:: Selection ::

START

Standard Practice for Recording the A-UGV Test Configuration

Standard Practice for Recording the A-UGV Test Configuration

SIGNIFICANCE AND USE
5.1 The significance of the information to be recorded in a test report allows for A-UGV performance to be contextualized with A-UGV configuration.  
5.2 Limitations of the practice are that not all A-UGVs have the same capabilities or configuration parameters. For example, for capabilities, a vehicle that remaps during navigation versus another vehicle that uses a static map may behave differently in repeated runs of an obstacle avoidance test. For configuration, a vehicle that remaps during navigation may have varying times that obstacles remain in the map for test recreation.  
5.3 The environment map used by the A-UGV, developed through localization including any landmarks, shall be saved as used on the A-UGV and should be saved and provided as a human-readable layout on or off the A-UGV (see Appendix X1 showing a sample layout drawing).

END

(Excerpts from a segmentation dataset)
START

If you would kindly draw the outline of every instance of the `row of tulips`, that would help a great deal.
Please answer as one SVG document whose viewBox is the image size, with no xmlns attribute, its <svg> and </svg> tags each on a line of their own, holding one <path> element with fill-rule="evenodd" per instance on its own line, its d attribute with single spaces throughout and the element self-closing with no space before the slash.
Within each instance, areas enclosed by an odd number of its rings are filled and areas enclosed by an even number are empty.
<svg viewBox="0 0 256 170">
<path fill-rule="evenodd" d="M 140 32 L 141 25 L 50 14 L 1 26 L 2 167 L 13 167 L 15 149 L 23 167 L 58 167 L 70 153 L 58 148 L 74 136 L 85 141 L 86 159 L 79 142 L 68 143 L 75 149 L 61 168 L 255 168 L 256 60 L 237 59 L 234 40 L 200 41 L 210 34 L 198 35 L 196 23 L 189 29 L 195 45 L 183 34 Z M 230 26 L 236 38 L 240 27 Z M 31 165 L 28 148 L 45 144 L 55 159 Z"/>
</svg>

END

:: Job 1 ::
Please output the part of the A-UGV test configuration practice that opens with the words containing "SIGNIFICANCE AND USE" and closes with "with A-UGV configuration.".
:: Job 2 ::
Go on with the A-UGV test configuration practice from the point where it stops.

:: Task answer 1 ::
SIGNIFICANCE AND USE
5.1 The significance of the information to be recorded in a test report allows for A-UGV performance to be contextualized with A-UGV configuration.

:: Task answer 2 ::
5.4 The main A-UGV hardware parameters shall be recorded as follows:  
5.4.1 Make and model;  
5.4.2 Part number;  
5.4.3 Serial number;  
5.4.4 Hardware revision number (if any);  
5.4.5 Number of drive/steer wheels;  
5.4.6 Steering type;  
5.4.7 A-UGV Type—For example, fork, tugger, unit load, cart; and  
5.4.8 Loaded/unloaded.  
5.5 The main A-UGV software parameters shall be recorded as follows:  
5.5.1 All applicable software and firmware versions;  
5.5.2 Velocity—Translation and rotation, minimum/maximum;  
5.5.3 Acceleration—Translation and rotation, minimum/maximum; and  
5.5.4 Stand-off Distances—Safety sensor thresholds, obstacle avoidance thresholds.  
5.6 The context for the test shall be recorded by providing detailed answers to the following questions:  
5.6.1 When are the various software configurations used during the test? For example, two software versions may be required as follows: Use configuration A for straight aisles and configuration B for turns.  
5.6.2 What other hardware and software parameters/settings are required to recreate the A-UGV behavior (that is, attached debug, settin...
SCOPE
1.1 This practice describes a means to record the Automatic, Automated, or Autonomous – Uncrewed Ground Vehicle (A-UGV) configuration when testing. The practice provides a method for recording A-UGV hardware and software control parameters and describes high-level capabilities, such as used for A-UGV safety and navigation.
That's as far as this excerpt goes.